## Task brief:
Could you filter the records below down to the lines that include the word "person"?

## Referring expression data:
-- Opening Marker --
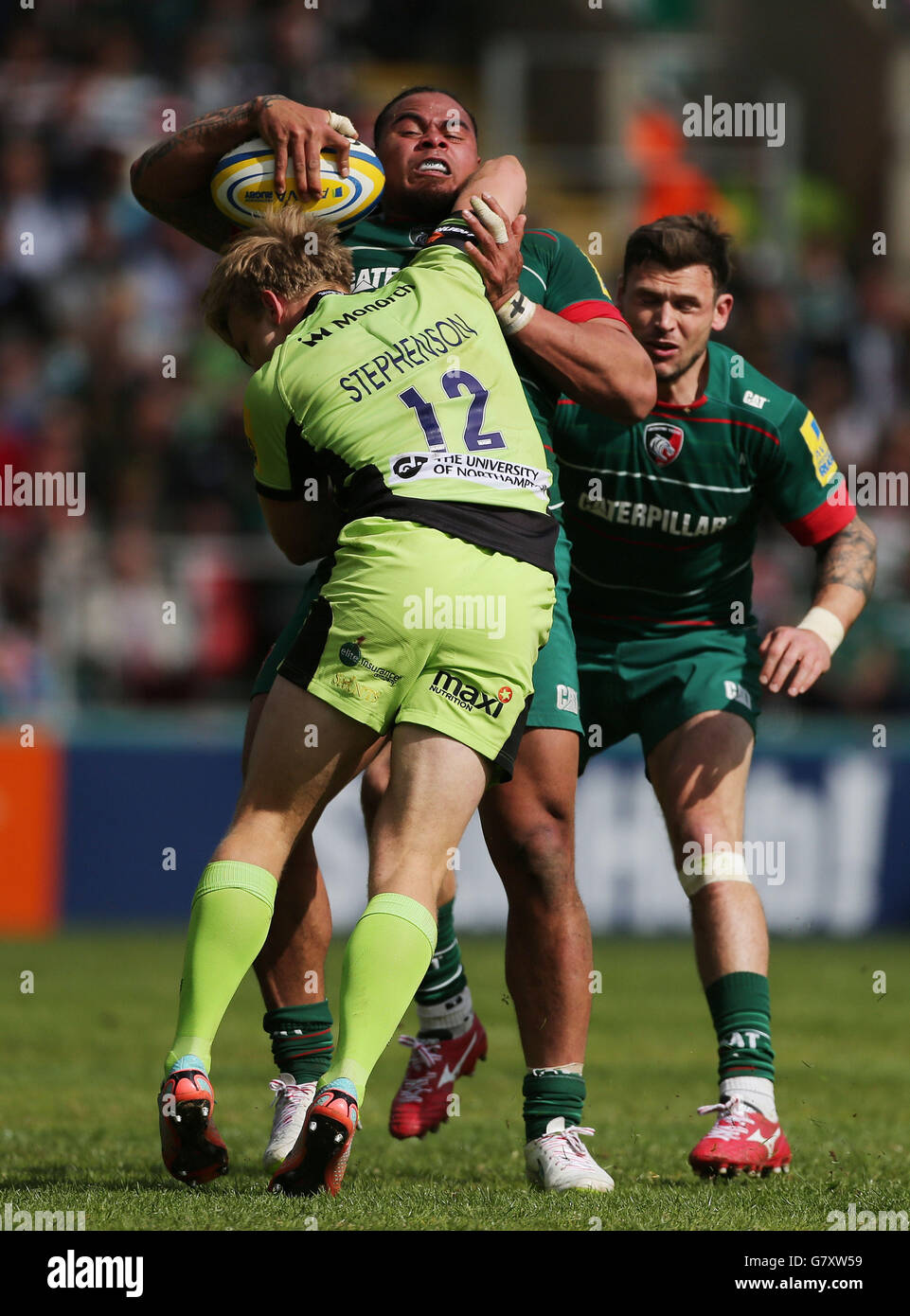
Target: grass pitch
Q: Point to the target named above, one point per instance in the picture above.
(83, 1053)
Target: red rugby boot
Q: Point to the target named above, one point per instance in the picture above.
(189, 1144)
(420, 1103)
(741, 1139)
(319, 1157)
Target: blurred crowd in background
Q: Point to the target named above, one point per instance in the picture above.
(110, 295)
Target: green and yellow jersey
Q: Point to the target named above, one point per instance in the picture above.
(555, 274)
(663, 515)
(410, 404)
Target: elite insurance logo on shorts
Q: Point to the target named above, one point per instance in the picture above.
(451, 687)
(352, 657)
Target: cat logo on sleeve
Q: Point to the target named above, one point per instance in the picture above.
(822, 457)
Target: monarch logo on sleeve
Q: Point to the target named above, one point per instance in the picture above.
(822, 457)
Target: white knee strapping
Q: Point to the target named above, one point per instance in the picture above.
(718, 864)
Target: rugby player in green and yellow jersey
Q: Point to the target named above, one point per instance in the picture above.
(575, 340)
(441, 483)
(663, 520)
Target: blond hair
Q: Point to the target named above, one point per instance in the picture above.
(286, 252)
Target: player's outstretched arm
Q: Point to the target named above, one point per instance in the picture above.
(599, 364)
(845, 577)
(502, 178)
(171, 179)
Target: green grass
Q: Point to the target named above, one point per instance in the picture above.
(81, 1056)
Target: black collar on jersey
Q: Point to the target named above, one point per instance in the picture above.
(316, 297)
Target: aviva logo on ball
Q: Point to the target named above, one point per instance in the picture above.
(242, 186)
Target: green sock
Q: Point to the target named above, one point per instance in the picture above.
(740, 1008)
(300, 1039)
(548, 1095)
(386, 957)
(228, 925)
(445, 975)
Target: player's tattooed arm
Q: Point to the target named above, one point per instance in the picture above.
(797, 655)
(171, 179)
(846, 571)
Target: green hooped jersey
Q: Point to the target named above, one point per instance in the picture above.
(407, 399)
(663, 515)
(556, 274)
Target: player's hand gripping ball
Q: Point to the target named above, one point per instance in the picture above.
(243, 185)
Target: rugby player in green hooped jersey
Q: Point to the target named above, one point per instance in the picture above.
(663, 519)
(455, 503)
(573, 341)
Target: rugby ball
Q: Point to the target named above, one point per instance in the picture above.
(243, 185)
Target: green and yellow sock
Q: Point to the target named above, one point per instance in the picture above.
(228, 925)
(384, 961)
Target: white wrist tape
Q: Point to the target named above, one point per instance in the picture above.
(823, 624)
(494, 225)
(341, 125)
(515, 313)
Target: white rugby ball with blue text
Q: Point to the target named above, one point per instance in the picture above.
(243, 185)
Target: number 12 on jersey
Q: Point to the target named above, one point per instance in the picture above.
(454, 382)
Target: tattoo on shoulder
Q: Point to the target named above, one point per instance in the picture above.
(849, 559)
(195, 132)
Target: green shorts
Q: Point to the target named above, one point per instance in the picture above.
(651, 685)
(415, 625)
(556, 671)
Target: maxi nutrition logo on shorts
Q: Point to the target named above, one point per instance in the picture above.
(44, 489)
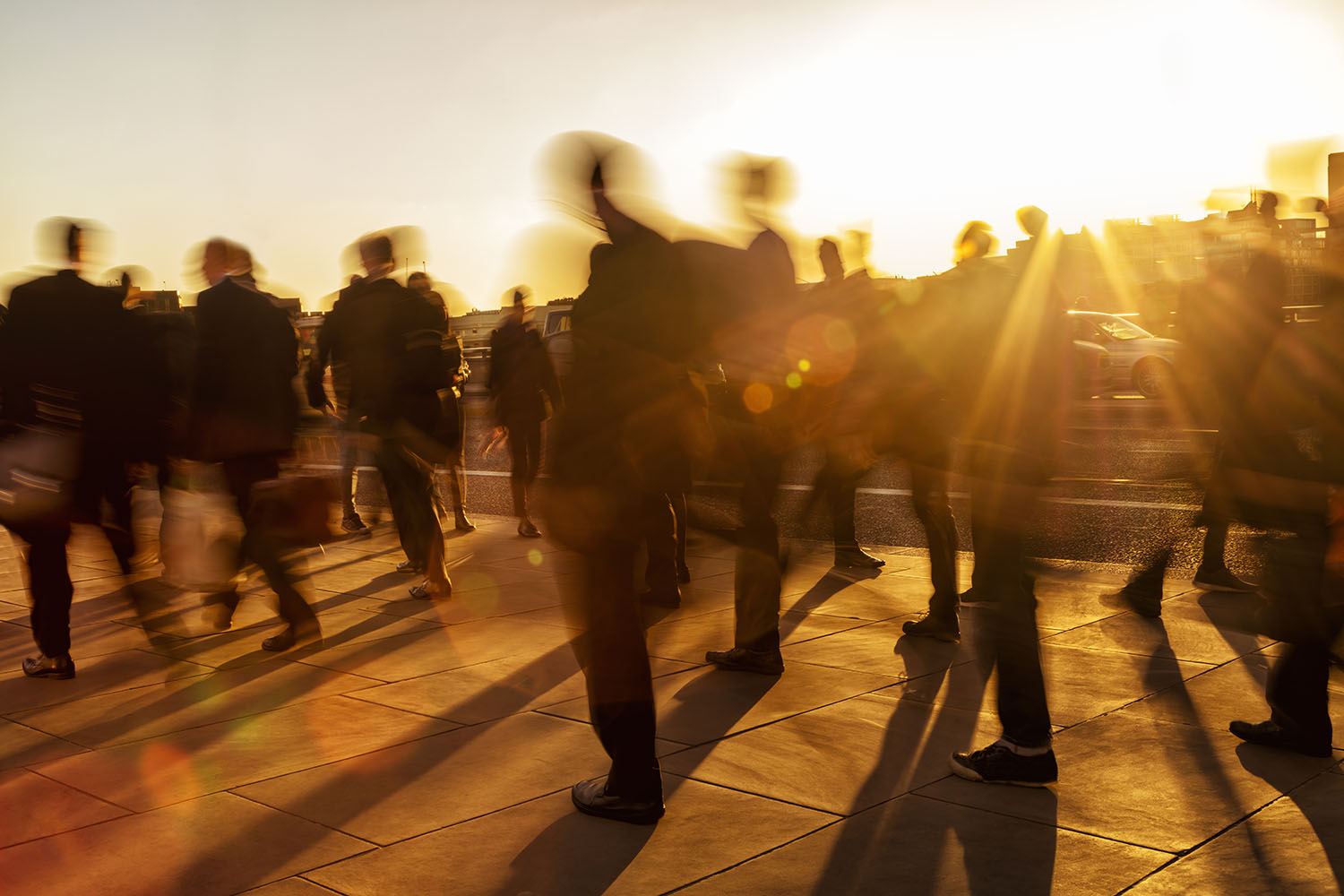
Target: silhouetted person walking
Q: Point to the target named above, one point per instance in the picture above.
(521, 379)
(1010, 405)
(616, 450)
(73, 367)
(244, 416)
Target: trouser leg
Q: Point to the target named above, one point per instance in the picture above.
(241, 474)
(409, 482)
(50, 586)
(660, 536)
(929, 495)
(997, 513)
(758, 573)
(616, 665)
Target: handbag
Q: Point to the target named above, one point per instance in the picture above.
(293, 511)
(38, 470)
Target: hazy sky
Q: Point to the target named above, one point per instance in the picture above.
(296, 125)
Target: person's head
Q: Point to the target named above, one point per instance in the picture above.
-- Closing Marker --
## Answer to the exercise:
Target: silhouetted person walking
Target: person's head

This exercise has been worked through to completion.